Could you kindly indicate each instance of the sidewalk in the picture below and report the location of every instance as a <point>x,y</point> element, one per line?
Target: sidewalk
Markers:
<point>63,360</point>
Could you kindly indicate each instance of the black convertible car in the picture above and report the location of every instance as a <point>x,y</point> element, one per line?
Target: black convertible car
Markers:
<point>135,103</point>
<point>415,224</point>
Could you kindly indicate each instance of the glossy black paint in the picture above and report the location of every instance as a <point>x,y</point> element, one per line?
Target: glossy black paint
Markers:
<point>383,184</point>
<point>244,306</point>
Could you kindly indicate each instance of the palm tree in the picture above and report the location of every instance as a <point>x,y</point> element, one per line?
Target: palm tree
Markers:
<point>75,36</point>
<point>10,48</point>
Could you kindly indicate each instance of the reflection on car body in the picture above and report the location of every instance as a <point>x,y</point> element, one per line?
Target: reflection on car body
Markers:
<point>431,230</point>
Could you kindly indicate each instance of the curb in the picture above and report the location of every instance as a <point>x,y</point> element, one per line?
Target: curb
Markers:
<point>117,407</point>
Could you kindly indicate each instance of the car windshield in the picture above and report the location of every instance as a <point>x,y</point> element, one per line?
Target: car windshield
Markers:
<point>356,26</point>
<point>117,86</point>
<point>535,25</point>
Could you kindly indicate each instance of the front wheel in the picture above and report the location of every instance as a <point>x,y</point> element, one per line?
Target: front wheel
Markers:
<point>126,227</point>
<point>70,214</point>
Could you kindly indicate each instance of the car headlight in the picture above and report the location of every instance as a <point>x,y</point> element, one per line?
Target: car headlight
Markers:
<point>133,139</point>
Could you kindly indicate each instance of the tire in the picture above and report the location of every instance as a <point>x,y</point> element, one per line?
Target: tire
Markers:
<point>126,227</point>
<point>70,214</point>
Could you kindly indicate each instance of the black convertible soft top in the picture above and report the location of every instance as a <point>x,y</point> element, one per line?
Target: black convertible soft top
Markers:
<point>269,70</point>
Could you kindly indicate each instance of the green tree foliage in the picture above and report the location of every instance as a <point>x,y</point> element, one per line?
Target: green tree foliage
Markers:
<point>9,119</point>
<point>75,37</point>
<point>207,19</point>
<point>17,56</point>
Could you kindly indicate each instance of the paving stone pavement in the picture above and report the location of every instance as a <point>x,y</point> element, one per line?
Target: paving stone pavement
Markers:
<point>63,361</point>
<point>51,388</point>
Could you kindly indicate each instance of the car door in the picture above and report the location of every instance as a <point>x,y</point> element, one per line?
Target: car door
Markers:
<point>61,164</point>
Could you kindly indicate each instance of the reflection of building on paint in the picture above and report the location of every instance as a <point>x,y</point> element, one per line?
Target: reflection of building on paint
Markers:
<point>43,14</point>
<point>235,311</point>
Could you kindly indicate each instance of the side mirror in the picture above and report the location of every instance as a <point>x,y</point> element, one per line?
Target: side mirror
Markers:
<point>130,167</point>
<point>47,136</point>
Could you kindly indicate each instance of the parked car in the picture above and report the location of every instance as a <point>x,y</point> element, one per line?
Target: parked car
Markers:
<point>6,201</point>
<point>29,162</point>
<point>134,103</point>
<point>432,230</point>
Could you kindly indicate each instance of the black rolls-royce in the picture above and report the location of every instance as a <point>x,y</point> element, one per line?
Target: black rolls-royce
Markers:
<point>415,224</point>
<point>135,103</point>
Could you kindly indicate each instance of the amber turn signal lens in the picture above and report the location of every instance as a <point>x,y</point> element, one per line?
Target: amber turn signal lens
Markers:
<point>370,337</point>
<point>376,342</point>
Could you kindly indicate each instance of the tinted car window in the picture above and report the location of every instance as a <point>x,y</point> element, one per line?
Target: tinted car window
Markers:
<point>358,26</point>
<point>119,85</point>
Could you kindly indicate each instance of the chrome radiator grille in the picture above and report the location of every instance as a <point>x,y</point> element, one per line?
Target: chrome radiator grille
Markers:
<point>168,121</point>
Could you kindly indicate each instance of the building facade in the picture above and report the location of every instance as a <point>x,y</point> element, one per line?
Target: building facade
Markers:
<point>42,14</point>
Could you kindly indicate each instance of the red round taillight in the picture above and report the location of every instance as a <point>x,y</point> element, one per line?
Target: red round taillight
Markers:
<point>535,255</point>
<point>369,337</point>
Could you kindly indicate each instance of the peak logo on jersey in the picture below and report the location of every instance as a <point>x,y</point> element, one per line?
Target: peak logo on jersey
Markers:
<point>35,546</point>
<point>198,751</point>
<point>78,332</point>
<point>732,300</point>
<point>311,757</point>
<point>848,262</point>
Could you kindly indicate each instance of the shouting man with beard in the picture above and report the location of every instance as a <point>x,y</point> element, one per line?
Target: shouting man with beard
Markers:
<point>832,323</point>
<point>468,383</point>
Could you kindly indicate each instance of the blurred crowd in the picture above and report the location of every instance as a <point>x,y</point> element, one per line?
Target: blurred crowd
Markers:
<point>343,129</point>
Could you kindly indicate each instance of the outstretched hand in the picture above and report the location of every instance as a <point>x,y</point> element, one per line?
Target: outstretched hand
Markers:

TASK ITEM → A faithful, complete reproduction of the listing above is requested.

SOLUTION FOR THIS PROBLEM →
Could you kindly indicate each instance of the sidewalk in the picture below and report the location of every instance as a <point>x,y</point> element, one per line?
Target: sidewalk
Markers:
<point>63,360</point>
Could you kindly indicate each instance of the black convertible car in the picture above and report the location of every instance as a <point>x,y</point> element, one per line?
Target: black convertible car
Markers:
<point>135,103</point>
<point>415,224</point>
Could you kindly indicate each instance of the glossy black paint in the picture above and report the location of every instance as a <point>x,y</point> element, one per line?
Target: glossy black paint
Markers:
<point>383,184</point>
<point>244,306</point>
Could you kindly indicate each instance of the palm tree in the picture above and report the location of every instance as a <point>x,y</point> element, one per line?
Target: palm tree
Markers:
<point>75,36</point>
<point>10,48</point>
Could you kindly indicate each instance of the reflection on car body in the picture above and report the location of every instance as a <point>x,y</point> element, one per line?
Target: reflection on car body
Markers:
<point>431,230</point>
Could you kindly indicate each instance of the curb in the picture above and report the location of every instance as a <point>x,y</point> element, one per line?
Target: curb
Markers:
<point>117,407</point>
Could you kindly indicate each instance of the car windshield in the picture above and report the location of every instance as a <point>x,y</point> element, one per line?
Target: car windshield
Markers:
<point>356,26</point>
<point>117,86</point>
<point>535,25</point>
Could you kindly indicate each instance of the front wheel in the picture above and report the location of every instance as a <point>x,y</point> element, one per line?
Target: front wheel
Markers:
<point>126,227</point>
<point>70,214</point>
Could you kindly indicate each instance of the car headlight in the picture above and report the location of every instance as a <point>x,y</point> element, one per line?
Target: car headlight
Markers:
<point>133,139</point>
Could you kindly indicate each instance of the tire in the picture above and report the location of every instance as a <point>x,y</point> element, one per line?
Target: tire
Markers:
<point>126,227</point>
<point>70,214</point>
Could you kindly indicate each instance of the black convertible soft top in the picture above and report the location of every instance as a <point>x,y</point> element, one per line?
Target: black convertible soft top
Markers:
<point>269,70</point>
Could you kindly indicate each instance of the green tree foliage in the picture above and report the location of every instance as a <point>x,y</point> element, one per line?
Target: green tree foliage
Markers:
<point>9,119</point>
<point>75,37</point>
<point>207,19</point>
<point>17,56</point>
Could you kindly indicate each instance of the paving stone pavement in the picture above and report the location of every instance as a <point>x,y</point> element, one per line?
Target: paving stone pavement
Markers:
<point>63,361</point>
<point>51,388</point>
Could you kindly indicate each instance of the car door in the picture above and report the location of every instance as a <point>x,y</point> element, one per line?
Target: car door
Markers:
<point>61,164</point>
Could you kindly indicate each instance of the reflection of building on paint in the picture above and report the location of every instance as a <point>x,y</point> element, one per line?
Target: reflection of building on paint
Markers:
<point>43,14</point>
<point>235,311</point>
Could you kindly indicate each instance of the side mirror in the picture above and report the location of every instance as a <point>x,y</point> element, one per line?
Target: side mirror
Markers:
<point>130,167</point>
<point>47,136</point>
Could you kindly indicate each instance of the parked car in the picture above and report the location of every instance as a <point>x,y</point> element, one per line?
Target: parked car
Markers:
<point>6,201</point>
<point>29,162</point>
<point>134,103</point>
<point>432,230</point>
Could you kindly indicate each instance of the black rolls-royce in the picture above and report the location of every instance as a <point>x,y</point> element, one per line?
Target: black rolls-royce
Markers:
<point>415,224</point>
<point>135,103</point>
Could you kindly indicate each instance of the amber turn signal lens in the picture above and report the location of every instance as a <point>x,y</point> element, one per line?
Target: amber turn signal lens
Markers:
<point>370,337</point>
<point>376,342</point>
Could you kindly indicate each instance of the tinted car window in the picture above and report the location of every instance as a <point>x,y</point> element, one per line?
Target: tinted car window
Markers:
<point>358,26</point>
<point>119,85</point>
Could you kindly indicate each instance of the chrome radiator grille in the picture above and report the location of every instance as a <point>x,y</point> element, one per line?
Target: chrome radiator grille
Markers:
<point>168,121</point>
Could you kindly indicate each instance of the building facade in the picture above and report the location of every instance as a <point>x,y</point> element, one per line?
Target: building facade
Markers:
<point>42,14</point>
Could you kindly indicate each instance of the red round taillight in the picture above and report the location of every instance as a <point>x,y</point> element, one per line?
Target: red round taillight
Markers:
<point>535,255</point>
<point>369,337</point>
Could you kindly indicate each instance of the peak logo on jersey in the picture below and report the location of every instance as a <point>x,y</point> element, one per line?
Target: peak logo on jersey
Markers:
<point>35,546</point>
<point>198,751</point>
<point>78,332</point>
<point>732,300</point>
<point>311,757</point>
<point>848,262</point>
Could you kindly indicate each instance of the shouting man with beard in the picture above and report the location of every instance as a <point>x,y</point> element, one per line?
Target: shouting man with beard
Markers:
<point>832,323</point>
<point>468,383</point>
Could you kindly indicate each instance of the blurred crowd in the picture above and report the location of every instance as a <point>x,y</point> element, one per line?
Target: blurred crowd
Markers:
<point>343,129</point>
Could you kindly indicate each instance of the outstretched hand in the picture above and report the location of every instance as a <point>x,y</point> element, one per line?
Target: outstretched hand
Markers:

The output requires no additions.